(Data items)
+ + + + + + +

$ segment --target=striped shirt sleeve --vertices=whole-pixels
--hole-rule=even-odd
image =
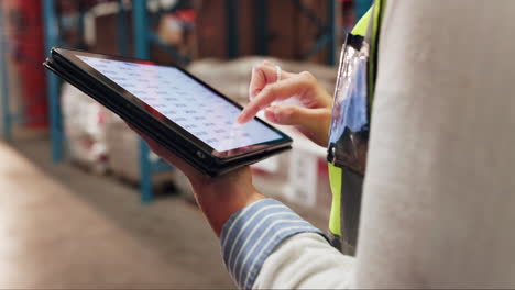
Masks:
[[[264,199],[234,213],[223,225],[221,250],[240,289],[251,289],[261,266],[281,243],[296,234],[324,233],[283,203]]]

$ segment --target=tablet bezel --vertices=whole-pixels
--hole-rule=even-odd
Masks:
[[[130,57],[121,57],[121,56],[105,55],[105,54],[95,54],[95,53],[87,53],[87,52],[83,52],[83,51],[57,48],[57,47],[54,48],[53,51],[55,53],[57,53],[58,55],[61,55],[62,57],[68,59],[72,64],[77,66],[79,69],[84,70],[87,75],[89,75],[92,78],[103,82],[103,85],[106,85],[107,87],[114,90],[119,96],[123,97],[123,99],[125,99],[127,101],[129,101],[132,104],[136,105],[139,109],[141,109],[141,111],[145,112],[150,116],[152,116],[155,120],[160,121],[161,123],[163,123],[167,127],[172,129],[176,133],[180,134],[186,140],[191,142],[193,144],[195,144],[200,150],[211,155],[213,158],[228,161],[228,160],[231,160],[231,159],[234,159],[234,158],[244,157],[244,156],[246,156],[249,154],[263,152],[263,150],[265,150],[267,148],[276,148],[278,145],[282,145],[282,144],[289,145],[292,143],[292,138],[289,136],[287,136],[286,134],[284,134],[281,131],[278,131],[274,126],[267,124],[266,122],[262,121],[261,119],[255,118],[255,120],[258,122],[264,124],[270,130],[276,132],[280,135],[280,138],[272,140],[272,141],[269,141],[269,142],[259,143],[259,144],[253,144],[253,145],[249,145],[249,146],[244,146],[244,147],[239,147],[239,148],[234,148],[234,149],[230,149],[230,150],[226,150],[226,152],[218,152],[215,148],[212,148],[211,146],[209,146],[207,143],[202,142],[201,140],[197,138],[195,135],[193,135],[191,133],[189,133],[188,131],[183,129],[180,125],[178,125],[174,121],[169,120],[168,118],[166,118],[165,115],[160,113],[154,108],[146,104],[144,101],[140,100],[138,97],[135,97],[131,92],[127,91],[124,88],[119,86],[113,80],[109,79],[108,77],[102,75],[100,71],[98,71],[94,67],[89,66],[87,63],[85,63],[84,60],[78,58],[77,55],[88,56],[88,57],[96,57],[96,58],[103,58],[103,59],[112,59],[112,60],[119,60],[119,62],[143,64],[143,65],[156,65],[156,66],[173,67],[173,68],[176,68],[176,69],[180,70],[186,76],[188,76],[193,80],[197,81],[198,83],[200,83],[201,86],[207,88],[209,91],[211,91],[216,96],[224,99],[226,101],[228,101],[228,102],[232,103],[233,105],[235,105],[238,109],[242,110],[242,107],[239,103],[237,103],[233,100],[227,98],[221,92],[219,92],[215,88],[210,87],[209,85],[207,85],[202,80],[196,78],[195,76],[193,76],[191,74],[189,74],[185,69],[183,69],[183,68],[180,68],[178,66],[164,65],[164,64],[158,64],[158,63],[155,63],[155,62],[152,62],[152,60],[136,59],[136,58],[130,58]]]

+ + + + + + +

**Stated goal**
Gather each line of the material above that contains the string "target". Treat uppercase and lowercase letters as distinct.

**Answer in full**
$ segment --target=striped shirt sleeve --vertices=whole-pixels
$ segment --target=tablet bezel --vertices=whole-pixels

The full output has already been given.